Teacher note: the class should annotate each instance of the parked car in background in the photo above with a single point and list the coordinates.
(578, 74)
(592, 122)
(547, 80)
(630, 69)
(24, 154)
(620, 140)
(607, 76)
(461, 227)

REQUIREMENT
Transcribe the whole listing with nothing added or left out.

SOLUTION FOR THIS PROBLEM
Teacher note: the class should annotate each instance of the parked car in background in the photo above with a single point and list the coordinates.
(578, 74)
(592, 122)
(547, 80)
(630, 69)
(24, 154)
(620, 140)
(607, 76)
(461, 227)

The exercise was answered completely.